* [Work request]:
Your answer should be one number: the count of lines below that contain "wrapping".

* [Provided records]:

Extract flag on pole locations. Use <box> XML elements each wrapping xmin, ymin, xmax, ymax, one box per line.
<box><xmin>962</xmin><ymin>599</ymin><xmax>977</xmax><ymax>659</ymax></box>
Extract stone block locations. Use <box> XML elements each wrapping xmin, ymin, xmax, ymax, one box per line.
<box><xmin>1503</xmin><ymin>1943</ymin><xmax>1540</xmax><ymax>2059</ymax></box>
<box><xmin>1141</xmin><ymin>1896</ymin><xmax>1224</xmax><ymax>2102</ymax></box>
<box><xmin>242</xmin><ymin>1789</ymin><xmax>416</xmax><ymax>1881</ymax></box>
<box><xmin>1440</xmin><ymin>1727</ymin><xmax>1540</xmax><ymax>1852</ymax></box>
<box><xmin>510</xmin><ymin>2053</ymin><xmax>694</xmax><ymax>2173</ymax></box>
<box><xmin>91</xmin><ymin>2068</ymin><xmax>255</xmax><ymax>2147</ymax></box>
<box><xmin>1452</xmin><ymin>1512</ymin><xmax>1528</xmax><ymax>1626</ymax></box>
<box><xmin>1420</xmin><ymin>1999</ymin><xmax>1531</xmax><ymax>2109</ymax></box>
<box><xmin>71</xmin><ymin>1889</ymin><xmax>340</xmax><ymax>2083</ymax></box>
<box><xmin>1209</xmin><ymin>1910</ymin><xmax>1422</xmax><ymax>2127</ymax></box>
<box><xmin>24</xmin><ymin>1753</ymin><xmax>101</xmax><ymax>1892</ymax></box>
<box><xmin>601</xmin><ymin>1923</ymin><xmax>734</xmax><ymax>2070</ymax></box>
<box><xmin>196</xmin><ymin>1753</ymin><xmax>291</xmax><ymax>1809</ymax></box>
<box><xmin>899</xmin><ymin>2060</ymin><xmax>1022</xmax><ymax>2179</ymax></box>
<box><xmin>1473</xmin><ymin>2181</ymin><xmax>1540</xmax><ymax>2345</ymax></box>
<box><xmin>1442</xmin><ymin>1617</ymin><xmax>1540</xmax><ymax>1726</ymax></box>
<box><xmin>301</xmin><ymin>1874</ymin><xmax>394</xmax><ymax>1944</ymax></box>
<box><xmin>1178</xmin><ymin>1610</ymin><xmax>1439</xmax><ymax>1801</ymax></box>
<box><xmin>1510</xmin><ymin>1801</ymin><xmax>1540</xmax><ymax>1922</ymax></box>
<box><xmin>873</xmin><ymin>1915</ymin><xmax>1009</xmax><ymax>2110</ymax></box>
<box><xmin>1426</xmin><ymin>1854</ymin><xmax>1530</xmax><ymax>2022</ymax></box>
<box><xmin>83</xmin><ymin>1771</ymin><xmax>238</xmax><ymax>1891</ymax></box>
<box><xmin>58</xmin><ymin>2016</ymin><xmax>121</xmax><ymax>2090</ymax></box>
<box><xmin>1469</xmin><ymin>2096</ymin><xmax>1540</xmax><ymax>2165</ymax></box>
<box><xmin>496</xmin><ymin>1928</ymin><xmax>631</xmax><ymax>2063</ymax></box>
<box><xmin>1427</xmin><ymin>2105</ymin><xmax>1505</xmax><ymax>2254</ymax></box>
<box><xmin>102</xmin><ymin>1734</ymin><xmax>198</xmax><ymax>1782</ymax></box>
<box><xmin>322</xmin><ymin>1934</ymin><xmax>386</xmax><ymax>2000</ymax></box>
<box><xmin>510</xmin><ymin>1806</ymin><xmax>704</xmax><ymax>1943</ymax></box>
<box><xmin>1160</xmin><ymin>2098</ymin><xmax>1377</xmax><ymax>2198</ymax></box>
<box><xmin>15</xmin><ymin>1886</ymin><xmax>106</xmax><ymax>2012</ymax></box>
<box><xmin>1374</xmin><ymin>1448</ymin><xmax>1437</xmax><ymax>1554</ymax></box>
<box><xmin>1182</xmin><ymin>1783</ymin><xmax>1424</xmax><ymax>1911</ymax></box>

* [Task answer]:
2